■ Record extracts:
※

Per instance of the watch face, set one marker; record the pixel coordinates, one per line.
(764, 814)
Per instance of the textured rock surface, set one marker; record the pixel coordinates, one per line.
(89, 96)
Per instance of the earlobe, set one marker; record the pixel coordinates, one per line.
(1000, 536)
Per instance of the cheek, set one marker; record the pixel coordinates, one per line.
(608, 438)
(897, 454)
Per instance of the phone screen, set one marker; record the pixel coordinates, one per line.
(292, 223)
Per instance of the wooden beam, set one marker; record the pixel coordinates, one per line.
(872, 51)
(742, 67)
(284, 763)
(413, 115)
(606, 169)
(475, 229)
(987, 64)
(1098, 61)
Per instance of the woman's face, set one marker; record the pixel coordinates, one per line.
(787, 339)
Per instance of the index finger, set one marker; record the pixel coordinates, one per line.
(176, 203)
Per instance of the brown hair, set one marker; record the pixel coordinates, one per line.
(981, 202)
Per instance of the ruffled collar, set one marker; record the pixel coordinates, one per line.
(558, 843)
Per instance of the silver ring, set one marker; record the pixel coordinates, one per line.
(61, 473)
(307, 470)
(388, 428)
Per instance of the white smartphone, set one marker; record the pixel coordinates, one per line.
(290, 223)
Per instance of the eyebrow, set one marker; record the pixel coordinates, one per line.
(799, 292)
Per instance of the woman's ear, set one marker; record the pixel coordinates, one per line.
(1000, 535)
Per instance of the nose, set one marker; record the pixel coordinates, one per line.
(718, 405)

※

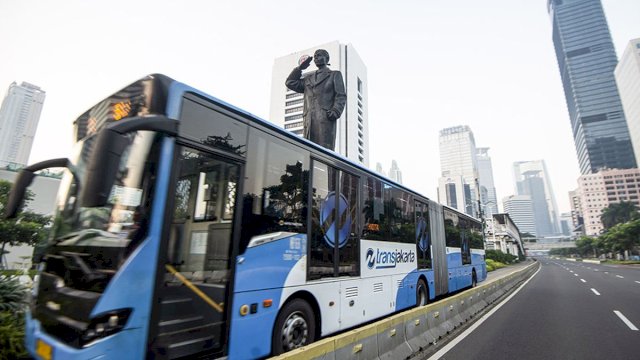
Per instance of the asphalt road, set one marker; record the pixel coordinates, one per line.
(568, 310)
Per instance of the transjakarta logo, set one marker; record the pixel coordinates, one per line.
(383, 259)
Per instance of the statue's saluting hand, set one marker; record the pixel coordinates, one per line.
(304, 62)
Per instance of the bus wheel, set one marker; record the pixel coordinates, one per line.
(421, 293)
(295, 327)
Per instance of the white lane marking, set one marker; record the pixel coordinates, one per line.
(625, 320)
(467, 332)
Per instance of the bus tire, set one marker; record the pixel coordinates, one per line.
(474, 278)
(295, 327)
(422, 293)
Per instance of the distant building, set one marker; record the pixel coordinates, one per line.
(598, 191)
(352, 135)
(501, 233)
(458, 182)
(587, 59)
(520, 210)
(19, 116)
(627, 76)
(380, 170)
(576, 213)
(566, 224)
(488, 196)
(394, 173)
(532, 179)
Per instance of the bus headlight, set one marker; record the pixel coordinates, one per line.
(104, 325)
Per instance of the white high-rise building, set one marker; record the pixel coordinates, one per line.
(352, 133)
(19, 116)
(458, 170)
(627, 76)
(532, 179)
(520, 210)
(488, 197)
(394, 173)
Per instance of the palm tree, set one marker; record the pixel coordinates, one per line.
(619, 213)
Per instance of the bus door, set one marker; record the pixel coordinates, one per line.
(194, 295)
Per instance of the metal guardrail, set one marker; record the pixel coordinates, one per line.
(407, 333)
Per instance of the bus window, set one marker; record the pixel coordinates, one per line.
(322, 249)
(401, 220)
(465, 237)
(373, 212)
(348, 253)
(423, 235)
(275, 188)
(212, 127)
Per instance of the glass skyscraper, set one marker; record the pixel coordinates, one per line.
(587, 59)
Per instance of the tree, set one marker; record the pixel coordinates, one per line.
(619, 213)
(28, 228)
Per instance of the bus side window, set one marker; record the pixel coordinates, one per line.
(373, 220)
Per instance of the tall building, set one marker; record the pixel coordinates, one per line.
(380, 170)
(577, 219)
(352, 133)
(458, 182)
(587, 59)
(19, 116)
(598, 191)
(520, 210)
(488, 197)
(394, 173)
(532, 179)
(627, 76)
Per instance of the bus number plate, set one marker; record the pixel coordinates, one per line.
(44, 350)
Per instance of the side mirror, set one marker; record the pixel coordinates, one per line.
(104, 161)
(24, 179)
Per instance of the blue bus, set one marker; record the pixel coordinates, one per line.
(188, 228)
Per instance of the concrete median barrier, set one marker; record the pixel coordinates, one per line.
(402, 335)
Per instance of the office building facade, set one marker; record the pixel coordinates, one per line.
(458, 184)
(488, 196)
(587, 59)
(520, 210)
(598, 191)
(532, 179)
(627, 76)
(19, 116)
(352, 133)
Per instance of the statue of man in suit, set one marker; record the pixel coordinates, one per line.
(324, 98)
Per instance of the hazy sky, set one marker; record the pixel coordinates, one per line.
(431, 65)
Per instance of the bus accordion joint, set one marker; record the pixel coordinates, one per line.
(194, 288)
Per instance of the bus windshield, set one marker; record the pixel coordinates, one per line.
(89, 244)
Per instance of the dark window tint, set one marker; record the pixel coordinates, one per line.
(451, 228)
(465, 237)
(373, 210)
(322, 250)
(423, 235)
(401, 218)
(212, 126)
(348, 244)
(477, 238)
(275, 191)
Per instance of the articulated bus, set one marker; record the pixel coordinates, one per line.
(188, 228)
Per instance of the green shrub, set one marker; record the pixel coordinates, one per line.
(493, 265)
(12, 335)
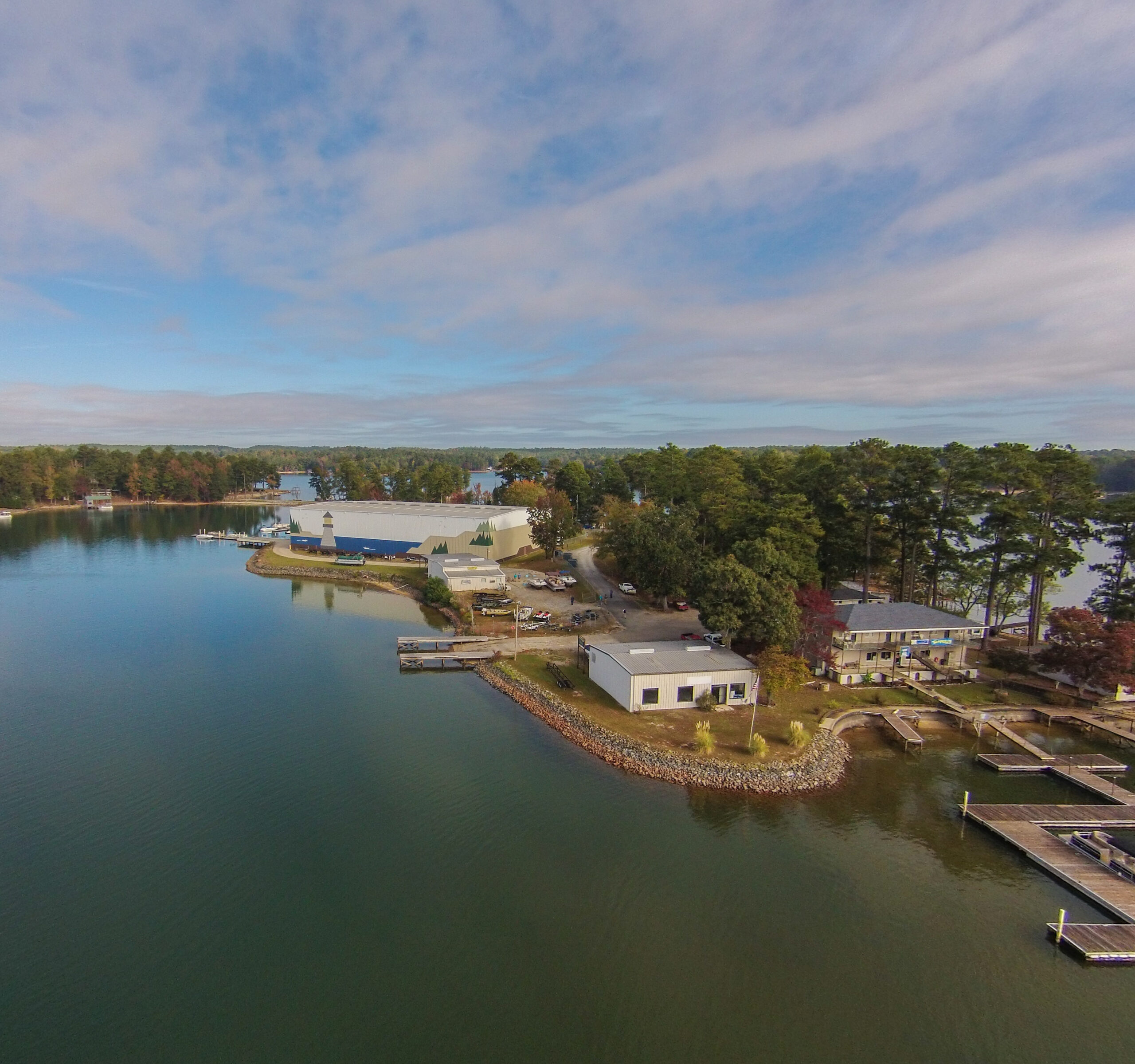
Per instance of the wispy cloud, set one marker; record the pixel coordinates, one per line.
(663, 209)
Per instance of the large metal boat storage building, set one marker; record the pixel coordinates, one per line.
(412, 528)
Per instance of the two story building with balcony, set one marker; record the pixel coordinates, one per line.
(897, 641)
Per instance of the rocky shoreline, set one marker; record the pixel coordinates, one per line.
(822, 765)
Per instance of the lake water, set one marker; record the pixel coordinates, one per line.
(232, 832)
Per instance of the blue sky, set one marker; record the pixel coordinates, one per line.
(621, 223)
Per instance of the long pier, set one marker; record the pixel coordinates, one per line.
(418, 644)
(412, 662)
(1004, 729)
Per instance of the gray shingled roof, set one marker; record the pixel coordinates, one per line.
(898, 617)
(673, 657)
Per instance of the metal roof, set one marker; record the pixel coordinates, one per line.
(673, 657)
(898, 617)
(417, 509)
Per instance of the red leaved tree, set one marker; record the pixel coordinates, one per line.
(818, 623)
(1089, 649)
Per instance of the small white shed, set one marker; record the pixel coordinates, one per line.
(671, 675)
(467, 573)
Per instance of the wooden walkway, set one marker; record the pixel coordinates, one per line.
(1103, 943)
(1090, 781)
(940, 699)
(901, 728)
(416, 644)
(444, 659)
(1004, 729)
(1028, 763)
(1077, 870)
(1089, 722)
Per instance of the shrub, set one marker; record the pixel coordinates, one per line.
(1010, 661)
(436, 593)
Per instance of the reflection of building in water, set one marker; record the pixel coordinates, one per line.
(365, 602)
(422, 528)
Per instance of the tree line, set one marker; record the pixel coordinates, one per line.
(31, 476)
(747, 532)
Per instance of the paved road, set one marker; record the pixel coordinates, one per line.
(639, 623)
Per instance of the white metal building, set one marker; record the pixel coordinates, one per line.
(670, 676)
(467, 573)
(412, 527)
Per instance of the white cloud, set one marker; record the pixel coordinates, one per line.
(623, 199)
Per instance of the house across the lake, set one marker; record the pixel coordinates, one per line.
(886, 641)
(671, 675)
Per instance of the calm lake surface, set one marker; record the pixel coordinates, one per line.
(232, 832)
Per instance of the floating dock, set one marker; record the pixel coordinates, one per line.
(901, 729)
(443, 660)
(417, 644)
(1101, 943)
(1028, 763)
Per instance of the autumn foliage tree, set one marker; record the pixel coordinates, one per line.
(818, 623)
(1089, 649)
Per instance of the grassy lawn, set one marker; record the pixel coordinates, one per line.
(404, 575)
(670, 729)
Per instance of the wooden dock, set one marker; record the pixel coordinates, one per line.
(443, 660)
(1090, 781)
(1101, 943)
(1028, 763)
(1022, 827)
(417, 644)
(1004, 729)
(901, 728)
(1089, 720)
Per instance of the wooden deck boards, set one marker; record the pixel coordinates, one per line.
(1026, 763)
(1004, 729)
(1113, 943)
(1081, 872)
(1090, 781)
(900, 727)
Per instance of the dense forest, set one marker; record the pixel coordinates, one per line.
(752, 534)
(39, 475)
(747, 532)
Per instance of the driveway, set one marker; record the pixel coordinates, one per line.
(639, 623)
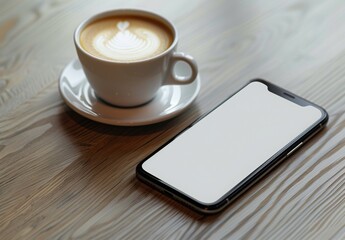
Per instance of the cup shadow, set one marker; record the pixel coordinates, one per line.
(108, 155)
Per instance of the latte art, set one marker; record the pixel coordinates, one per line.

※

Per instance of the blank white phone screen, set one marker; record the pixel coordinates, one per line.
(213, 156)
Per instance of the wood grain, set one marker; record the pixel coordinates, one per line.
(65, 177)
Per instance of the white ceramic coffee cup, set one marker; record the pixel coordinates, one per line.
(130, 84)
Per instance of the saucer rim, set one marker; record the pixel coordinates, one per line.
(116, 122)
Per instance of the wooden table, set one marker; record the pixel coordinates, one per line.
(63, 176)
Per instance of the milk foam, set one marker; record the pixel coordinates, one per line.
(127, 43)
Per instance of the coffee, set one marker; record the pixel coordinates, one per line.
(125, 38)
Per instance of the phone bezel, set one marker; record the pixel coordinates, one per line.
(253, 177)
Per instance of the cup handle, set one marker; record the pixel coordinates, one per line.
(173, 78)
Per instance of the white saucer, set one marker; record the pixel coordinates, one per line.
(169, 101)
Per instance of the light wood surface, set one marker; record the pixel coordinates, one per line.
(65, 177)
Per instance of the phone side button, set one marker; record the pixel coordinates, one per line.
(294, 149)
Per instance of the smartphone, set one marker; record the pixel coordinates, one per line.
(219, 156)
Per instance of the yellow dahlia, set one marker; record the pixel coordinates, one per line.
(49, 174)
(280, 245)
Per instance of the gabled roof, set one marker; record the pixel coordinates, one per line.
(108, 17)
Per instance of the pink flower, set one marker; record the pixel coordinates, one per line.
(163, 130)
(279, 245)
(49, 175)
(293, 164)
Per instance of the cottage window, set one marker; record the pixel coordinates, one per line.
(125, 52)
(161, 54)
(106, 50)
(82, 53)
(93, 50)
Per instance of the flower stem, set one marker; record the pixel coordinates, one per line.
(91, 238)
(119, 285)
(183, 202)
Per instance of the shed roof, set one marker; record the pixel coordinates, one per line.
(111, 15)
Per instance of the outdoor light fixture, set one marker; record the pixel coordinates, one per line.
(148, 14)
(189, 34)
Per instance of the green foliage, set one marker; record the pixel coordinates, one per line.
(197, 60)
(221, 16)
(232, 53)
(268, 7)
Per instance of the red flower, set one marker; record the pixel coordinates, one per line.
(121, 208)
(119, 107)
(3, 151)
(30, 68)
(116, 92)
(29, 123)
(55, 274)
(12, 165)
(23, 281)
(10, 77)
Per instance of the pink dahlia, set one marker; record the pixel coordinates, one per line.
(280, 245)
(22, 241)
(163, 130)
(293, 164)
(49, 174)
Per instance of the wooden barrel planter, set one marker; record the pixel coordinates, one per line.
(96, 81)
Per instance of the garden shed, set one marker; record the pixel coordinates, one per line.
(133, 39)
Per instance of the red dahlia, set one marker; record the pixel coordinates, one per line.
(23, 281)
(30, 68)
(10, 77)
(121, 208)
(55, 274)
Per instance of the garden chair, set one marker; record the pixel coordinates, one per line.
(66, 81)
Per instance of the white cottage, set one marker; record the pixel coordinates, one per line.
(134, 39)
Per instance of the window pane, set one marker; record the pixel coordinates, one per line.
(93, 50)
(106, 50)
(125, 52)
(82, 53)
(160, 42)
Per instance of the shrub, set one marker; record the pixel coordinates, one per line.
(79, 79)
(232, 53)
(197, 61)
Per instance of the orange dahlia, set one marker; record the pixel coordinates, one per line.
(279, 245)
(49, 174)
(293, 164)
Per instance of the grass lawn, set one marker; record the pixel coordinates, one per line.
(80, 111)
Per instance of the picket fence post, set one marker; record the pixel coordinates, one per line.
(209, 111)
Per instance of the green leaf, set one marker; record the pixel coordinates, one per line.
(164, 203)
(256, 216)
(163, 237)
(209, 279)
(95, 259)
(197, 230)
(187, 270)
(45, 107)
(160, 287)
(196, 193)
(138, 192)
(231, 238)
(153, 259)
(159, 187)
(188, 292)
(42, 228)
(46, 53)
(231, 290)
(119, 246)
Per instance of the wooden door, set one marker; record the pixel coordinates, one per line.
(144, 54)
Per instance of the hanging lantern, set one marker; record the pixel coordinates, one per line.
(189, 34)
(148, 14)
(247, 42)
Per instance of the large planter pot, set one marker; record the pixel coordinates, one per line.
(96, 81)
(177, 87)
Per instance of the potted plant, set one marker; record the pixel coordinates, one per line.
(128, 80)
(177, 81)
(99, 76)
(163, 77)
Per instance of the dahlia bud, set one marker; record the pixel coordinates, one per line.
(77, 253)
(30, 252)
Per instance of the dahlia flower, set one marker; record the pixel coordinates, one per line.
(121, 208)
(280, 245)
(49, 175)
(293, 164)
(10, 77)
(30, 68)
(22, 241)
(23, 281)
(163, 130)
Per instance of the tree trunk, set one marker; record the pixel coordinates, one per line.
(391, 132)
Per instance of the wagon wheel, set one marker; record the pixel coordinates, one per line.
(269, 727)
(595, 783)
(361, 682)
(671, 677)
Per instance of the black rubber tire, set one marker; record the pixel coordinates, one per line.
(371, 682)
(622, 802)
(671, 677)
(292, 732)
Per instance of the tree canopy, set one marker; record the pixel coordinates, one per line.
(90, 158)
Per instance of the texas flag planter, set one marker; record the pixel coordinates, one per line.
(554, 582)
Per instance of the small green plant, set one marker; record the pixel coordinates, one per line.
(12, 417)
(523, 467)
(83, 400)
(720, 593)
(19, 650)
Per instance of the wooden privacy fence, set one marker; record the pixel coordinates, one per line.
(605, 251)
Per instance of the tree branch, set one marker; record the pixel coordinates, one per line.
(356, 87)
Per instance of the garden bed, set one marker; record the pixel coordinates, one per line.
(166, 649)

※

■ Given problem: Express the data starting at the line containing "Per instance of the house" and ending at the line containing "(1089, 720)" as a two-column CSV with the columns label_prompt and coordinates. Make each line beginning "Per instance" and the coordinate lines beneath it one row, with each value in a single quoted field and line breaks replaced by spaces.

■ Result of this task:
label_prompt,coordinates
"Per instance of the house across the lake, set one marker; record the pixel coordinates, one per line.","(886, 641) (671, 675)"
"Per instance of the calm lake surface, set one marker; record the pixel coordinates, one per line.","(232, 832)"
"Per instance of the floating dock, set one marker; record the pixel coordinates, one per line.","(901, 729) (443, 660) (417, 644) (1101, 943) (1028, 763)"
"Per instance of the autumn foliage tree, set one marker; record the pixel coordinates, one per line.","(818, 623) (1089, 649)"
"Per instance of the grassy lawn, set one marker; record the pixel coordinates, one per line.","(404, 575) (670, 729)"
"Per instance of the wooden dock, set one marker; record the pixel coordinates, one per line.","(443, 660) (1090, 781) (1101, 943) (1028, 763) (1022, 827) (417, 644) (1004, 729) (901, 728) (1089, 720)"